*** Opening Document section ***

The Physics Test Analog
Another example is to pretend you're taking a physics test. It's open notes, but you also decide to take a a cheat sheet.- A register would hold the current formula you're using right now. You'll promptly toss this out of your head when you're done. Latency is essentially 0, because it's in your mind right now.
- Cache would be holding the formulas you memorized. Occasionally you'll have a brain fart. Latency is a little longer, but since you have it committed to memory, you're not spending time looking up the formula
- Main memory is the cheat sheet you have. It holds all the pertinent information you could use. It takes longer to reference your cheat sheet, but once you reference it enough times, it'll stick to your head. But you might forget something minor or you're not quite sure how it worked...

*** Closing Document section ***
*** Opening Record excerpts ***

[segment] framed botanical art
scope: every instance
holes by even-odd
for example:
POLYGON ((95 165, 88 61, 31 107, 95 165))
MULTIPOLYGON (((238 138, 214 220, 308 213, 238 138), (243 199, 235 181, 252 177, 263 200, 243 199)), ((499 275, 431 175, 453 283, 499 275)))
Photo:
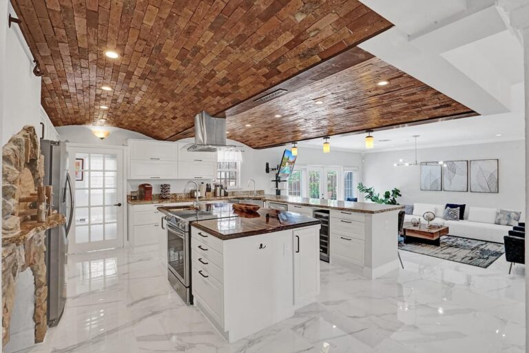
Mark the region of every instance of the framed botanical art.
POLYGON ((442 165, 438 162, 421 162, 421 190, 441 191, 442 165))
POLYGON ((498 192, 498 160, 470 161, 470 192, 498 192))
POLYGON ((468 161, 446 161, 443 163, 443 190, 468 191, 468 161))
POLYGON ((83 181, 85 174, 83 170, 85 169, 85 160, 82 158, 75 159, 75 181, 83 181))

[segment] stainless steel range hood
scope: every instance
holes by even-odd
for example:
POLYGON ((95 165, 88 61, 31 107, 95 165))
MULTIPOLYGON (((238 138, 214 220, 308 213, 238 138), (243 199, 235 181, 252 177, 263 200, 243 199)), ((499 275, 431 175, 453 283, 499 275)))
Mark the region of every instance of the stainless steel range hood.
POLYGON ((211 117, 206 112, 195 115, 195 143, 189 152, 215 152, 231 150, 236 146, 226 144, 226 119, 211 117))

*** Closing Record excerpts ***

> To do:
(a) Answer these questions from the physics test analogy.
(i) What does a register hold?
(ii) What does cache correspond to?
(iii) What does main memory correspond to?
(b) Extend the physics test analogy, beginning after its final sentence.

> Responses per task:
(a)
(i) The current formula you're using right now.
(ii) The formulas you memorized.
(iii) The cheat sheet you have.

(b)
- Secondary memory is your notes. This may have a condensed version of what's in your book, sort of like how installing a program doesn't exactly copy everything to the hard drive. This takes a while because you need to first find the section that has the right information, then go through it and make sense of it. Though this doesn't go to your cheat sheet, unlike an actual computer.
- Removable memory would be your books. Since you couldn't take your books, you could lack the necessary "program" to solve your problem.